EXERCISE DESCRIPTION
Below are some records. Return exactly the lines from the one with "of the green" to the one with "of the cardboard", and nothing else.

RECORD EXTRACTS
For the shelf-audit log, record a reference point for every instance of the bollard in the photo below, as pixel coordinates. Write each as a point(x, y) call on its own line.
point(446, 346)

==

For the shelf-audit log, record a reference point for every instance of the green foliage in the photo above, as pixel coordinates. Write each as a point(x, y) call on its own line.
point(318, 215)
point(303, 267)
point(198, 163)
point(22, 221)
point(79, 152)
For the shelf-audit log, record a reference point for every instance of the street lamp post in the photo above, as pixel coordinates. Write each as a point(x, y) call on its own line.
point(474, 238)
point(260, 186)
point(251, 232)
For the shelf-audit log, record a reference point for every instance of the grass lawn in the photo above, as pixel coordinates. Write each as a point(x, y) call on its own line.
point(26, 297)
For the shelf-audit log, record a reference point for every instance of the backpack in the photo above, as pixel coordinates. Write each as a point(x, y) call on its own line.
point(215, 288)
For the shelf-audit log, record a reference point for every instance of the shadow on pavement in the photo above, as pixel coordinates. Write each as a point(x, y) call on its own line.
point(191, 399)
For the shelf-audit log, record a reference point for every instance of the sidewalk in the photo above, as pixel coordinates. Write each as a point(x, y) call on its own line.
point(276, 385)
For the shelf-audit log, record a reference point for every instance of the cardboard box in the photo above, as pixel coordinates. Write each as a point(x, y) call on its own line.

WRITTEN SOLUTION
For the shelf-audit log, record a reference point for every instance of the green foliage in the photo above, as pixel coordinates. Write each as a point(x, y) call on its own line.
point(318, 215)
point(303, 267)
point(198, 163)
point(22, 221)
point(79, 152)
For the shelf-audit log, record a reference point for every instance of the street lamp post in the photo above, as pixel coordinates. Write each as a point(x, y) call on its own line.
point(474, 238)
point(260, 186)
point(251, 232)
For the shelf-audit log, record a reference point for every instance of the grass lawn in the photo above, as pixel coordinates. Write each as a point(x, y) call on its own line.
point(26, 297)
For the shelf-audit log, record a reference point for every instance of the backpack in the photo above, as pixel coordinates. Write each as a point(x, y) call on its own line.
point(215, 288)
For the shelf-audit log, record a reference point for every instance of the shadow on pavement in the photo above, as pixel coordinates. Write each as a point(x, y) call on its own line.
point(191, 399)
For the shelf-audit log, record a reference point for every instance of the sidewalk in the photo above, as pixel coordinates. Write each as a point(x, y) call on its own line.
point(276, 385)
For the shelf-audit log, record a reference point for every instance of the cardboard box in the photo above, as pixel coordinates. Write each as a point(x, y) call on its own line.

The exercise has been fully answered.